Could you set down the lines below word for word, beginning at the line that contains "Field-scouting task: mark every instance of the long" and stopping after the line that contains "point(82, 748)"?

* Begin *

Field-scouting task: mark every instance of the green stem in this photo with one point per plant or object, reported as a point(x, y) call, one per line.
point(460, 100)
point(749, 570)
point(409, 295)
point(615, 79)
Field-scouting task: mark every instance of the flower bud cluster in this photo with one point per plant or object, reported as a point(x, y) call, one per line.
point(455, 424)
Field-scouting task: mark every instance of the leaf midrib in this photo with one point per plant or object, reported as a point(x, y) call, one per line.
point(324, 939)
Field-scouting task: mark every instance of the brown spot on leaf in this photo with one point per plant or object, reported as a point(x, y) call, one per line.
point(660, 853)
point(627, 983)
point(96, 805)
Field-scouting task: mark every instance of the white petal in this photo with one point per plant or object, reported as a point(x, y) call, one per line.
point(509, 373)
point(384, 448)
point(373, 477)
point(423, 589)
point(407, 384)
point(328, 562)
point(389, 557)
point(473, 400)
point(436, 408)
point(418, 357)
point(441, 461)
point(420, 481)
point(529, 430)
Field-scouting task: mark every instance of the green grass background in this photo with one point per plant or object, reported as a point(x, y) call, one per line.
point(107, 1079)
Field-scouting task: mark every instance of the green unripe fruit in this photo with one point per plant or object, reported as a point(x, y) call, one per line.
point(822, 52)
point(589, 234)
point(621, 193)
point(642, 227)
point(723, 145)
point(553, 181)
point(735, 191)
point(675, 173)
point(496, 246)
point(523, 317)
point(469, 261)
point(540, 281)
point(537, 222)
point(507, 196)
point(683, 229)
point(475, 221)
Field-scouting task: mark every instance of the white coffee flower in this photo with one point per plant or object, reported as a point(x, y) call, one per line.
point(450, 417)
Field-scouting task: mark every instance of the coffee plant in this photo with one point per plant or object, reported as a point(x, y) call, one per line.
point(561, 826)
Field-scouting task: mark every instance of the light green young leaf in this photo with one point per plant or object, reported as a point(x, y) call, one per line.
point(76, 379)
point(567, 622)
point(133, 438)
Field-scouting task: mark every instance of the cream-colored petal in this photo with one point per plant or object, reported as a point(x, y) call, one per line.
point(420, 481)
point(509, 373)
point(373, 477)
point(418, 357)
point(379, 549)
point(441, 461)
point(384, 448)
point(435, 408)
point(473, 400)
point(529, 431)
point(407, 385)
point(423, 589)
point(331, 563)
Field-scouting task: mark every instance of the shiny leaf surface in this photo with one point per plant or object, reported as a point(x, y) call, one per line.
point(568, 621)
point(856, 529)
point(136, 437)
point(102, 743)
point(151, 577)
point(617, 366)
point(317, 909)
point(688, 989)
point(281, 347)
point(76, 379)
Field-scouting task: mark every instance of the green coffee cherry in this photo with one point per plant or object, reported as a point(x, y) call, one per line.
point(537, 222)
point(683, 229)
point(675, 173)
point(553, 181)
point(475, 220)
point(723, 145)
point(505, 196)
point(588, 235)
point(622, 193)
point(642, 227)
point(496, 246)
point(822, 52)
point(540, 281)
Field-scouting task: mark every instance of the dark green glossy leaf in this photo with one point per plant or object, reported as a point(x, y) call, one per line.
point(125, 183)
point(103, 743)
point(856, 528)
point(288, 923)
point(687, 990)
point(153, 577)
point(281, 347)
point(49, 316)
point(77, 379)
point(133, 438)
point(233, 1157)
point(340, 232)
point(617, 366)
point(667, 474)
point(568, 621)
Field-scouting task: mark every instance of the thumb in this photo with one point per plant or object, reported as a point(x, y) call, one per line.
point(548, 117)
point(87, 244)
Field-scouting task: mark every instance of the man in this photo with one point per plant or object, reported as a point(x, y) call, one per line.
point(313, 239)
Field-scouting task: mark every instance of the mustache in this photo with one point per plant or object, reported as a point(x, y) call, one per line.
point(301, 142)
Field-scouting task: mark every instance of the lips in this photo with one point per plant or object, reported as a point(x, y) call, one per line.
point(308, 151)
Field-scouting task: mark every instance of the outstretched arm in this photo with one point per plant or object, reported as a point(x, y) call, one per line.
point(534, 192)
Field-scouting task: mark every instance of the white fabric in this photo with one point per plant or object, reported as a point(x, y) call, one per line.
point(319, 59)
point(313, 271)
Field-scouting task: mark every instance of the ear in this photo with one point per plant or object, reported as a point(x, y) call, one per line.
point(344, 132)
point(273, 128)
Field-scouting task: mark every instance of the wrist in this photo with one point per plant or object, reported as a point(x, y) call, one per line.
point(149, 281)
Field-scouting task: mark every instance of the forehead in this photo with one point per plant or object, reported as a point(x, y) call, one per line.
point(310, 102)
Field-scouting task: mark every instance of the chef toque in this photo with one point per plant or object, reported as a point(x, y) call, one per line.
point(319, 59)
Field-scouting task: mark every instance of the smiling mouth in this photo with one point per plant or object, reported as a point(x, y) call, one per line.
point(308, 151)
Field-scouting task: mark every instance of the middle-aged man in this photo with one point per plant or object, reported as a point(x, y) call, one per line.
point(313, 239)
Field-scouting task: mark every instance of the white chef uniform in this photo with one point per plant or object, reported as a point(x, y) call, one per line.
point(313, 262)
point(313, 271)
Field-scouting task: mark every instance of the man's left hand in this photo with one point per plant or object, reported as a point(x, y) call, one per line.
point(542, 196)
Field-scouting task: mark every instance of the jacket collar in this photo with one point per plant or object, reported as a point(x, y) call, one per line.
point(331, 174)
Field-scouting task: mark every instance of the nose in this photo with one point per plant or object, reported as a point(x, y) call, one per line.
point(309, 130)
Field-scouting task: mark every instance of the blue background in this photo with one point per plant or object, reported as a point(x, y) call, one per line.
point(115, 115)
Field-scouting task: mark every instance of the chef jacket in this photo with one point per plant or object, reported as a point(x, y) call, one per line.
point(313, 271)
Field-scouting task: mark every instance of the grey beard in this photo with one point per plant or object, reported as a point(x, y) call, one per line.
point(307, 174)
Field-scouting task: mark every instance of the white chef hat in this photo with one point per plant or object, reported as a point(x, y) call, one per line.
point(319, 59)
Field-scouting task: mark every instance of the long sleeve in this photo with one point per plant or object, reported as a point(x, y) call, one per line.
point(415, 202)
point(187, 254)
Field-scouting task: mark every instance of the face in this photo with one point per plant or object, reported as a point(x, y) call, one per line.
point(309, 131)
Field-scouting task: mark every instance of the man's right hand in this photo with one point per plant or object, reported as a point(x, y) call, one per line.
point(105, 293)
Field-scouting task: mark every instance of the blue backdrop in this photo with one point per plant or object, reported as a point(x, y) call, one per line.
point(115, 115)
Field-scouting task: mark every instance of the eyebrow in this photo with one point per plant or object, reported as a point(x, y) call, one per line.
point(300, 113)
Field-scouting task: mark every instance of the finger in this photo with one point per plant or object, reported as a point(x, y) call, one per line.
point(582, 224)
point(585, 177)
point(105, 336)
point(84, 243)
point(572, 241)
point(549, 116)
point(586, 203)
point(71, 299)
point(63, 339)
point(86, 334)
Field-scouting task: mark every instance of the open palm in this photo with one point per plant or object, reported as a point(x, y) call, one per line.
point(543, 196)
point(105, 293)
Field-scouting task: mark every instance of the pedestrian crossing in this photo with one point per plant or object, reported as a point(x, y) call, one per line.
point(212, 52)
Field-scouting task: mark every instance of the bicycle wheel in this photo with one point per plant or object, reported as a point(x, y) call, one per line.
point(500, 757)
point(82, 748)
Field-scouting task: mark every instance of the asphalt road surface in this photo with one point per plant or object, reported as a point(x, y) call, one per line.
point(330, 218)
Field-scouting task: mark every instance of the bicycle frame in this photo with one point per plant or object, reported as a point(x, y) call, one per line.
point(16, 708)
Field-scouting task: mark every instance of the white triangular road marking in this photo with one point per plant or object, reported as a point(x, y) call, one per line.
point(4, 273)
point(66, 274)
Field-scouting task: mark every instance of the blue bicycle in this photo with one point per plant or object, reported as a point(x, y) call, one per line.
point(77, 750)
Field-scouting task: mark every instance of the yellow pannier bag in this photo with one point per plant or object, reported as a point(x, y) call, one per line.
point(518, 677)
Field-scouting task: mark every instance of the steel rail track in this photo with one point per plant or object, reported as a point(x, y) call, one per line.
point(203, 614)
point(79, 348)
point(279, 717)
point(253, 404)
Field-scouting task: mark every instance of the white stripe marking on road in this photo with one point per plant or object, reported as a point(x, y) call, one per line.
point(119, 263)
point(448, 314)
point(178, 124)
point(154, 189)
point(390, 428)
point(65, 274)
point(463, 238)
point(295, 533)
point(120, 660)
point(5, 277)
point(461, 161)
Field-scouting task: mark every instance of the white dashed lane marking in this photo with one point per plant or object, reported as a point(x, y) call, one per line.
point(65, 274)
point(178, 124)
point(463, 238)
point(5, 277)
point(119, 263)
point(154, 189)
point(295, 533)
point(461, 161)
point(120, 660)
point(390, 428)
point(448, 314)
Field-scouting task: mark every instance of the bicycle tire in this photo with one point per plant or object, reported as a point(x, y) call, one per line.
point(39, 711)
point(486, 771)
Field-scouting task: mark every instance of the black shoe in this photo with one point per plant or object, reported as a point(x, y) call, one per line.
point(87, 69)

* End *

[ANSWER TO THIS PROBLEM]
Field-scouting task: mark every instance of the long sleeve in this photo with one point per plant or object, reported as a point(x, y) call, one per line.
point(415, 202)
point(187, 254)
Field-scouting task: mark every instance of the face in this photo with one point per plant or object, reported as a point(x, y) call, one per line.
point(309, 131)
Field-scouting task: mark every instance of the man's right hand in this photo with one point per plant or object, reported as a point(x, y) call, one per line.
point(105, 293)
Field-scouting task: mark every instance of the blue backdrop in this photo with one point per plant or object, reported as a point(x, y) call, one per line.
point(115, 115)
Field-scouting task: mark every instance of the eyebrow in this photo with one point per plant or object, reported as a point(x, y) call, one per line.
point(300, 113)
Field-scouting task: mark every instance of the finger in this photo with one point per plant or object, reported as a point(x, y) call, one per line.
point(582, 224)
point(585, 177)
point(105, 336)
point(84, 243)
point(572, 241)
point(549, 116)
point(586, 203)
point(71, 299)
point(63, 339)
point(86, 334)
Field-scouting task: mark every instance of the open palm in this photo with one point per plant or object, reported as a point(x, y) call, one per line.
point(543, 196)
point(105, 293)
Field-scouting task: mark every instance of the pedestrian crossing in this photo with one point per plant or object, reported as a point(x, y) call, one per line.
point(212, 52)
Field-scouting task: mark every instance of the bicycle wheel in this photo with one point per plant or object, reported as a point(x, y) call, one per line.
point(500, 757)
point(82, 748)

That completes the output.